» Given passage

===

Posted on May 18, 2018 at 10:38 AM by Ann Vallee

by Charlene Burgi

lemon balm
 Lemon balm
Herbs are hidden treasures in the garden. Their beauty and versatility as garden plants are often forgotten. In fact, mention herbs and I would venture to say most of us consider only their culinary benefits: The use of parsley to enhance a spaghetti sauce or embellish the presentation of a dinner dish. The cilantro we associate with salsas and Hispanic savory dishes. The perennial lemon balm leaves floating in a pitcher of ice tea. And then there is basil. How can anyone not have basil growing in the garden for that impromptu pesto to add to pasta or spread on bread instead of mayo? Or a rosemary branch to use as a barbeque brush for applying marinades?

There is nothing like using fresh herbs in cooking—the results cannot be mirrored with dried herbs. But that’s not all that herbs offer. As I walk around the garden, I note that the herbs planted therein are typically not damaged by browsing deer, rabbits or squirrels. They produce small but beautiful flowers. They come in all sizes and varieties. Would you be surprised to learn that most herbs are also low-water-using plants? How could these plants with so many benefits be overlooked?

===

» To be done
1. In the post about garden herbs, which animals are said to typically leave the herbs undamaged?
2. Output the part of the post about garden herbs between "by Charlene Burgi" and "for applying marinades?", inclusive.

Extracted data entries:
===

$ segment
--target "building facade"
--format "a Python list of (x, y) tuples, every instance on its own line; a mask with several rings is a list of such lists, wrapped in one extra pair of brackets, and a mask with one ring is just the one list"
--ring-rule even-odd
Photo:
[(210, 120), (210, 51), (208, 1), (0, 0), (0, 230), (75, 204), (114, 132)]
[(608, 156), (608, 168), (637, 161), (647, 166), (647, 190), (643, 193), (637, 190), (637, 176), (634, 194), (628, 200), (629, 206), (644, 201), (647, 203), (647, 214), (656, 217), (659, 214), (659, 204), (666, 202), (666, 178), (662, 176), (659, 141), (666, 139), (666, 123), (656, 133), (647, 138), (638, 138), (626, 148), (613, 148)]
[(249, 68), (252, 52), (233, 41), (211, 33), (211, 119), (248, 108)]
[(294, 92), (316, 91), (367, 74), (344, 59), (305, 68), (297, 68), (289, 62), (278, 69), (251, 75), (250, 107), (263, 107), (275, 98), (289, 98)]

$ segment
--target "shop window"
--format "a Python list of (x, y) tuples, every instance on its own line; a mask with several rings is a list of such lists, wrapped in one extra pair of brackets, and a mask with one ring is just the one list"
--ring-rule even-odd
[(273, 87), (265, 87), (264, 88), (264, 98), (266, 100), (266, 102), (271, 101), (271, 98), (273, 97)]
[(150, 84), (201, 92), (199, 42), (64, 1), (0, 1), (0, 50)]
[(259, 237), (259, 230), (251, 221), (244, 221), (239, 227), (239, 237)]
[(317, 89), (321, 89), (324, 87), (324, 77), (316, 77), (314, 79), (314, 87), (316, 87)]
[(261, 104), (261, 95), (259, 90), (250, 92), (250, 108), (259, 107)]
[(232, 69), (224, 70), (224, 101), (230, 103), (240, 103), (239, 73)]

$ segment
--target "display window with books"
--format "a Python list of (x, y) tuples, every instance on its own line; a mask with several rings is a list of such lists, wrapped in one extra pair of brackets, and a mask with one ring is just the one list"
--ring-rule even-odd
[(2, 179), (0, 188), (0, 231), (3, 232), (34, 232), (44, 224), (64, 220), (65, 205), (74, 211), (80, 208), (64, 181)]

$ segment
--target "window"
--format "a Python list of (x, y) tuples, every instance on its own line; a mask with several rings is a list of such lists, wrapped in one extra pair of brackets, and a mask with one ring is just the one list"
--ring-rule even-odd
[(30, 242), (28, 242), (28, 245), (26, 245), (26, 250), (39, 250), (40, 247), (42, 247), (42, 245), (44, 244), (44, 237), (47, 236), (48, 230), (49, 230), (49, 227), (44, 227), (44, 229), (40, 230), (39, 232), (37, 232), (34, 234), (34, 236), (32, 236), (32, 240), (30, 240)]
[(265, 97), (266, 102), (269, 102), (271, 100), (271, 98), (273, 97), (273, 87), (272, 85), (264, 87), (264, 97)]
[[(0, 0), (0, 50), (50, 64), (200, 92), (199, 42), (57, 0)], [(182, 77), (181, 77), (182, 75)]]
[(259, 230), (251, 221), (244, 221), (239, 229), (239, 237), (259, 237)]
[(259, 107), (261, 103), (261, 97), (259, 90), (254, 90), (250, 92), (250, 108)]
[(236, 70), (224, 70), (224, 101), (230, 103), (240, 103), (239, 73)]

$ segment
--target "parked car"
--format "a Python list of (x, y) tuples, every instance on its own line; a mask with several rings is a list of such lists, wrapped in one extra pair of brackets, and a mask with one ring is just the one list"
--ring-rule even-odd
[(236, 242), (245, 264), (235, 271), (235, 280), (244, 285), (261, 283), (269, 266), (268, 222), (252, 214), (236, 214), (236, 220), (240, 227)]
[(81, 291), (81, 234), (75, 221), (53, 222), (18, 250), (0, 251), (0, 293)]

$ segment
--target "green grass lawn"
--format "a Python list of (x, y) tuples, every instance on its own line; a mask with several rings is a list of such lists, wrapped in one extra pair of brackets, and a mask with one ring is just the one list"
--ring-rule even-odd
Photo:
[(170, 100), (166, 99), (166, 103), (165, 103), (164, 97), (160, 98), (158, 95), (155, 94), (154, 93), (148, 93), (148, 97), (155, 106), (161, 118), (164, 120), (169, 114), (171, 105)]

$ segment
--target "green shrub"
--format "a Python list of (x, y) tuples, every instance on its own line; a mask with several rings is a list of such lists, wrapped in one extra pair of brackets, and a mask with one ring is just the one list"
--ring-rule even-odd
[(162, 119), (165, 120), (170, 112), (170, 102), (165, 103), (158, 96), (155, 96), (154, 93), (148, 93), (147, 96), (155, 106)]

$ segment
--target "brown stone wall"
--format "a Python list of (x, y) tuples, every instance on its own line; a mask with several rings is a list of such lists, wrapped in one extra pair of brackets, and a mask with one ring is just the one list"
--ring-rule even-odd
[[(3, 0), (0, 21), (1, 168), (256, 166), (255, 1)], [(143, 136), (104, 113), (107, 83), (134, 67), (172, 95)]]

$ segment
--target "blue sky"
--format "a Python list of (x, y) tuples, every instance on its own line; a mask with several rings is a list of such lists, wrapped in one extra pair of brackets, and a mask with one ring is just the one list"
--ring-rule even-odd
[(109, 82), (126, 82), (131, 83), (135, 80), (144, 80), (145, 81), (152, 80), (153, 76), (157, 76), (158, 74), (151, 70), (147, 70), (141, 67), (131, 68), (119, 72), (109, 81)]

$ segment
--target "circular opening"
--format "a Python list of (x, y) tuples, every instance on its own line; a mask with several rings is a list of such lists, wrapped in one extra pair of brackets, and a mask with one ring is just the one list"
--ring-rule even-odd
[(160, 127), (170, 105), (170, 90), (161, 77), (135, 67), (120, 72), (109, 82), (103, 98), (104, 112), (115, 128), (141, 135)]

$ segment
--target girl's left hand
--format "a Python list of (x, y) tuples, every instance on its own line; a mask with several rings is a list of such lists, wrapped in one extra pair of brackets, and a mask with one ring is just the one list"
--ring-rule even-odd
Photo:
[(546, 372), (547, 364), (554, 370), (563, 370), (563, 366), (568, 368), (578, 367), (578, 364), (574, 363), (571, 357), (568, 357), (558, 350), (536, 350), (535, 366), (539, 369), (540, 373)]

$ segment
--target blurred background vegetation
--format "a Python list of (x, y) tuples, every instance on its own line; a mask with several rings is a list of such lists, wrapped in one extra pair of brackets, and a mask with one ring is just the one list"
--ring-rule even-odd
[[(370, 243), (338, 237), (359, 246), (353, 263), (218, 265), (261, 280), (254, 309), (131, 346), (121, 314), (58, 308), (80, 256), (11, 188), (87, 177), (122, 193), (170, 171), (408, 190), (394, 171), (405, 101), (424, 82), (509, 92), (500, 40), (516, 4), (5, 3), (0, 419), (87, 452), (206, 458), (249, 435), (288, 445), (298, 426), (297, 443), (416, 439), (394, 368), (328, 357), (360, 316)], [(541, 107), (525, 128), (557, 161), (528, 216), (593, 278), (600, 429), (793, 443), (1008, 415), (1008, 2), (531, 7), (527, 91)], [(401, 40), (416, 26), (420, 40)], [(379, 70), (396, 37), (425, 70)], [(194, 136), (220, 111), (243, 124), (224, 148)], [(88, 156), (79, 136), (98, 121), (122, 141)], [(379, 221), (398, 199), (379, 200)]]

===

» Responses by task
1. Browsing deer, rabbits and squirrels.

2.
by Charlene Burgi

lemon balm
 Lemon balm
Herbs are hidden treasures in the garden. Their beauty and versatility as garden plants are often forgotten. In fact, mention herbs and I would venture to say most of us consider only their culinary benefits: The use of parsley to enhance a spaghetti sauce or embellish the presentation of a dinner dish. The cilantro we associate with salsas and Hispanic savory dishes. The perennial lemon balm leaves floating in a pitcher of ice tea. And then there is basil. How can anyone not have basil growing in the garden for that impromptu pesto to add to pasta or spread on bread instead of mayo? Or a rosemary branch to use as a barbeque brush for applying marinades?